(Records excerpted from a collection)
::::
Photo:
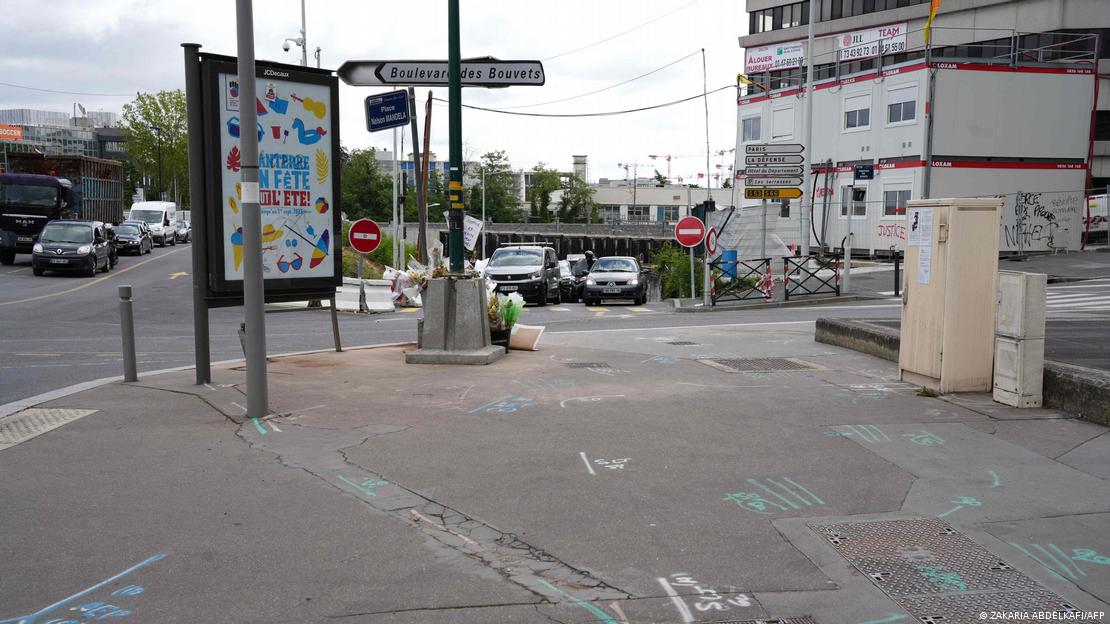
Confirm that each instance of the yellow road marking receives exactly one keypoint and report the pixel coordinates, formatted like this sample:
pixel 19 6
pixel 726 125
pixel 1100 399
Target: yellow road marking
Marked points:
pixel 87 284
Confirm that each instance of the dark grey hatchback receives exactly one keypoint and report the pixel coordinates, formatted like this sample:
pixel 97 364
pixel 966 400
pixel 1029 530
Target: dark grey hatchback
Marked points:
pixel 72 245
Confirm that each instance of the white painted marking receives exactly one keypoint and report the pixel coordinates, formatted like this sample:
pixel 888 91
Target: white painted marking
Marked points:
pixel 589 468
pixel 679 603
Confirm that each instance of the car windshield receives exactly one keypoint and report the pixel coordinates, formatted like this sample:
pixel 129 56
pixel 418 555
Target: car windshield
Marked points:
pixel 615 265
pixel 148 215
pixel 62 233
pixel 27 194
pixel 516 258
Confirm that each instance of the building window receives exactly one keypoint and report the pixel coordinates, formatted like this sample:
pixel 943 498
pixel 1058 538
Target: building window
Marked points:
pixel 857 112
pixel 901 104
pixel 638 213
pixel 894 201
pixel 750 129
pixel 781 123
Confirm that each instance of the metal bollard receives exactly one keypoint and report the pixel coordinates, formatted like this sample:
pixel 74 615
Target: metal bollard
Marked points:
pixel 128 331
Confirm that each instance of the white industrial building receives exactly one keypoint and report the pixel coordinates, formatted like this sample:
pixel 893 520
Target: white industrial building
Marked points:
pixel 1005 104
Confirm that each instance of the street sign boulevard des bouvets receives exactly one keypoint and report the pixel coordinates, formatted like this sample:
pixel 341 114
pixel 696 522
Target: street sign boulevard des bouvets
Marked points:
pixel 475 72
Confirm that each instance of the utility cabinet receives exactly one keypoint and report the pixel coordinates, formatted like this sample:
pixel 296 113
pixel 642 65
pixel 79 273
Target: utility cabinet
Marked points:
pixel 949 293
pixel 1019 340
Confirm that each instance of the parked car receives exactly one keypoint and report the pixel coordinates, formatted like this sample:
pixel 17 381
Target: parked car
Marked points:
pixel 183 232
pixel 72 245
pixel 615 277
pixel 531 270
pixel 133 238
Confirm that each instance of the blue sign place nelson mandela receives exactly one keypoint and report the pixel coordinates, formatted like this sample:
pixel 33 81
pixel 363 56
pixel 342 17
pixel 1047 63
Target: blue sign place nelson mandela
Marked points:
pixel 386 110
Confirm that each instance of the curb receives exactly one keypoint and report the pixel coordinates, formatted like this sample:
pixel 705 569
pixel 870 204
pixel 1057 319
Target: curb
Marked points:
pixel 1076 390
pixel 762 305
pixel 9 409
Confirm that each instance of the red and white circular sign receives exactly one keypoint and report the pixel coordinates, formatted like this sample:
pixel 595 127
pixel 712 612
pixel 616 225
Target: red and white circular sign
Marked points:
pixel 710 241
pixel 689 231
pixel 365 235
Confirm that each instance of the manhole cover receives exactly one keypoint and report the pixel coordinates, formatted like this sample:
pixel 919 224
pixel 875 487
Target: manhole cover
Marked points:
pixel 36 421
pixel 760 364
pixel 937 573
::::
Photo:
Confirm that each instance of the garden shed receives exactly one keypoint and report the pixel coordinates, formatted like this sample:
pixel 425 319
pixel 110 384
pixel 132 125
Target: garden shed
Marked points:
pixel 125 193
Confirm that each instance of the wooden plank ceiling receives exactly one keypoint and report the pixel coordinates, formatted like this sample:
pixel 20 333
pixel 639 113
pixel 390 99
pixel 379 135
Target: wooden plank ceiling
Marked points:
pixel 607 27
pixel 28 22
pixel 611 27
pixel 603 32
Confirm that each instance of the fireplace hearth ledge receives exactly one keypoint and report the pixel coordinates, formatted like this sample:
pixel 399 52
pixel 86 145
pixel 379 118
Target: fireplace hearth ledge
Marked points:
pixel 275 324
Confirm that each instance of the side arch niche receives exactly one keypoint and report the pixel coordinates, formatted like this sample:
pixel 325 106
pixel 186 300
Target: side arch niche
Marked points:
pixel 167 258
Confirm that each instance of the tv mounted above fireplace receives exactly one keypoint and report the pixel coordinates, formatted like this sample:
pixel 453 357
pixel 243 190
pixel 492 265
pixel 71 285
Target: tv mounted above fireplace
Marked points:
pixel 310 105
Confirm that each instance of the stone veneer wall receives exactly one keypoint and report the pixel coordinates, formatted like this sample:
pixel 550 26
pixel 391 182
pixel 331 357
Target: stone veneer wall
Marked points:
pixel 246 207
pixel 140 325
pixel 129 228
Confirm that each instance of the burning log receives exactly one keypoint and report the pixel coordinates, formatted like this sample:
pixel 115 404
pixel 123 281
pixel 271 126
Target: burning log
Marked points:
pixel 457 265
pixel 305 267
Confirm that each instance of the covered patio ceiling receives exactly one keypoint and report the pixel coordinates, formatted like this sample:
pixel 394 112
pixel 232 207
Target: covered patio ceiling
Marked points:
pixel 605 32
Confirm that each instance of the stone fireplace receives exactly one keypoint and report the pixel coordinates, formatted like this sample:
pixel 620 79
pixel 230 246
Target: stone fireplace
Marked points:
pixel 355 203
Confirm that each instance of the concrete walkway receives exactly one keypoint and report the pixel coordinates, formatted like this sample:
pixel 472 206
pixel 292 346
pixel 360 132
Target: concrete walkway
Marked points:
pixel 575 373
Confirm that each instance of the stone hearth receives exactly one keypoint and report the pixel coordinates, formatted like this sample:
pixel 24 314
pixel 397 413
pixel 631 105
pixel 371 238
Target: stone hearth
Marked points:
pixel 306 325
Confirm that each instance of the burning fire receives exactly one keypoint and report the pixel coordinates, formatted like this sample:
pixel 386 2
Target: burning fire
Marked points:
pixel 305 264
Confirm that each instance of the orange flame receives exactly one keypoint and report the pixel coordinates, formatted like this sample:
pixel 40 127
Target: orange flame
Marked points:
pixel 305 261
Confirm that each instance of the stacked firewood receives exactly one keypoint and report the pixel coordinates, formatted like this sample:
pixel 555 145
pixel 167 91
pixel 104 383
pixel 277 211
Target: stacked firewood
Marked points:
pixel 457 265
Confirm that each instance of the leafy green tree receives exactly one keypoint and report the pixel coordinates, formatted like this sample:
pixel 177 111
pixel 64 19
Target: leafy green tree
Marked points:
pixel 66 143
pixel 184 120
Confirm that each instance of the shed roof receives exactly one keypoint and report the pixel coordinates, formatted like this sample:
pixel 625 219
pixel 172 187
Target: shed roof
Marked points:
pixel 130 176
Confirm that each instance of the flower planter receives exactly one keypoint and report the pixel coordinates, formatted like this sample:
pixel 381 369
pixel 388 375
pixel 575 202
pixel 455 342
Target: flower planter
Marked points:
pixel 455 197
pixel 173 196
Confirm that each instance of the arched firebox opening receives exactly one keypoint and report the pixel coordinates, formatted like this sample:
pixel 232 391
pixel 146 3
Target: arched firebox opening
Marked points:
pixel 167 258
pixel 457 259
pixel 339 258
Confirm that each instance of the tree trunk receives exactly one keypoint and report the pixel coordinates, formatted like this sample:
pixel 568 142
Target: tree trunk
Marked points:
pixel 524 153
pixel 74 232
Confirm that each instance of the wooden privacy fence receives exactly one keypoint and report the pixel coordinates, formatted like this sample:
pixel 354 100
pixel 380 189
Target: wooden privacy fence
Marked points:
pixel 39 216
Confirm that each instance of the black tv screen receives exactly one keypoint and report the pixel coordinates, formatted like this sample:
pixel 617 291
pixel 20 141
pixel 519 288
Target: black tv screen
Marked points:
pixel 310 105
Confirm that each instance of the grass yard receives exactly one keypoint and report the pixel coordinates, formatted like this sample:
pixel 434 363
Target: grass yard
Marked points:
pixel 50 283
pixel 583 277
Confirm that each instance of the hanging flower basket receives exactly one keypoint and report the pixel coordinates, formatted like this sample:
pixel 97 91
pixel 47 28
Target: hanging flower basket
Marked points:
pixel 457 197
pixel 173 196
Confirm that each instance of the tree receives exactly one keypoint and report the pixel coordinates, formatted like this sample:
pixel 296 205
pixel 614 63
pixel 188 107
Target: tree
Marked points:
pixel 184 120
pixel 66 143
::::
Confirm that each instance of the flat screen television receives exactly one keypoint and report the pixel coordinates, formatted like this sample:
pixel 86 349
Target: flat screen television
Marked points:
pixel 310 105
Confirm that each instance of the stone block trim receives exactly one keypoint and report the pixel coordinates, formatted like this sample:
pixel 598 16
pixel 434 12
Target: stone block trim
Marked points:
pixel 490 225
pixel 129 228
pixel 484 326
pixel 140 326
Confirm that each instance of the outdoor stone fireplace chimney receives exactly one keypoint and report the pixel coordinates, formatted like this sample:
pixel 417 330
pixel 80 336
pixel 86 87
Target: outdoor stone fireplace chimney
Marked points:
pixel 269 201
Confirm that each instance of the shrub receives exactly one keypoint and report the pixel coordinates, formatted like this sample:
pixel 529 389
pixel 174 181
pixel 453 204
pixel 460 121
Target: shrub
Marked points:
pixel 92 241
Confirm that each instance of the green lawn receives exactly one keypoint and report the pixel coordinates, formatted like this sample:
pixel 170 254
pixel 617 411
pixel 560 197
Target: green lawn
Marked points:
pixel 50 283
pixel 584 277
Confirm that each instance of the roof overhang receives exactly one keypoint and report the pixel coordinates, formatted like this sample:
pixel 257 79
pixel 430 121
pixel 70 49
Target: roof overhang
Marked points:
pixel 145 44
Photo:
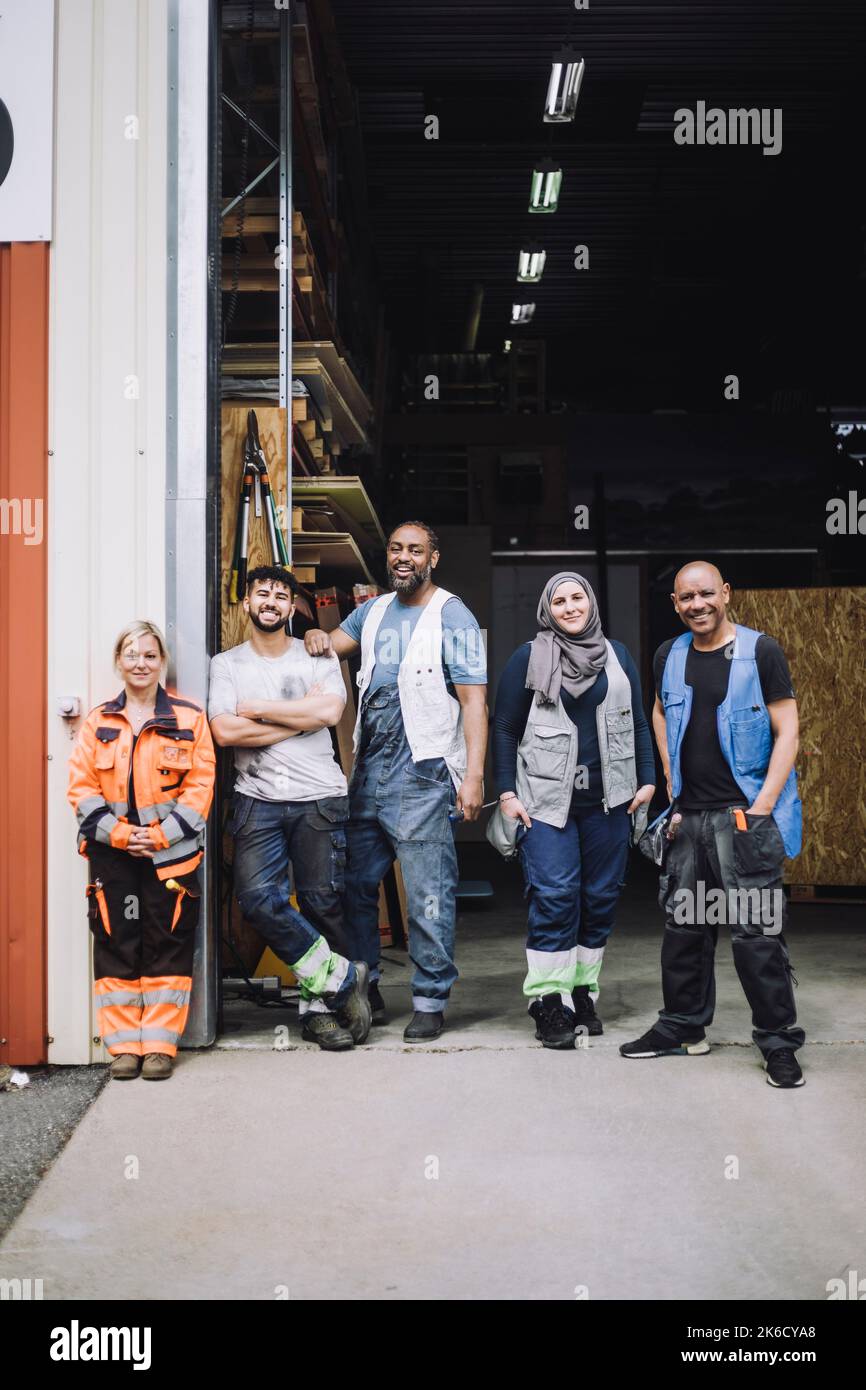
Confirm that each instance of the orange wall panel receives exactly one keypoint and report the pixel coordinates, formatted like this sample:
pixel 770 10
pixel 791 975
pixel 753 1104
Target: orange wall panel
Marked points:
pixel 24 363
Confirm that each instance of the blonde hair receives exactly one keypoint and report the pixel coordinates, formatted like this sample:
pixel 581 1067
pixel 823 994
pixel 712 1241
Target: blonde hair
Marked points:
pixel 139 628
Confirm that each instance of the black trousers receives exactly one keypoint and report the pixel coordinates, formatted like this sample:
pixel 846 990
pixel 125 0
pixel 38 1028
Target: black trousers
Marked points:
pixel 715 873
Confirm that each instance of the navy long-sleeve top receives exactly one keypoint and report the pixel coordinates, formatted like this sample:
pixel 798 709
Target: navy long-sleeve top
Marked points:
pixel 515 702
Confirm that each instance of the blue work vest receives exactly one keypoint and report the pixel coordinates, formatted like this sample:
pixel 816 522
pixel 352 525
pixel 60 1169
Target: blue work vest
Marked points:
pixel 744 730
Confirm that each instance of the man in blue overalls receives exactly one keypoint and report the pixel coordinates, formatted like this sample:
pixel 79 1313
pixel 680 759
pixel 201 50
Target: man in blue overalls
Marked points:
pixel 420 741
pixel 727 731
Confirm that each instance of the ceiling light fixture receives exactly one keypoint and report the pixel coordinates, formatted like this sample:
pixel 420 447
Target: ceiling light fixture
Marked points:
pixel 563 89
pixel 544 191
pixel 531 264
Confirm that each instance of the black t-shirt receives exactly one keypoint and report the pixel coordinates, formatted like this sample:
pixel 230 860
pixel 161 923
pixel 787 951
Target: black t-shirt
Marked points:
::::
■ Direction: Rewrite the entries from the line that contains "Confirm that each instance of the fireplace" through the line that contains "pixel 275 324", and add 123 to each number in the marked point coordinates. Copy all the other lines in that span unchanged, including the request and its sample coordinates.

■ Reply to the exercise:
Confirm that each instance of the fireplace hearth ledge receives exactly one keypoint and report the pixel coordinates, formatted like this sample:
pixel 399 52
pixel 86 145
pixel 379 118
Target: fireplace hearth ledge
Marked points:
pixel 398 447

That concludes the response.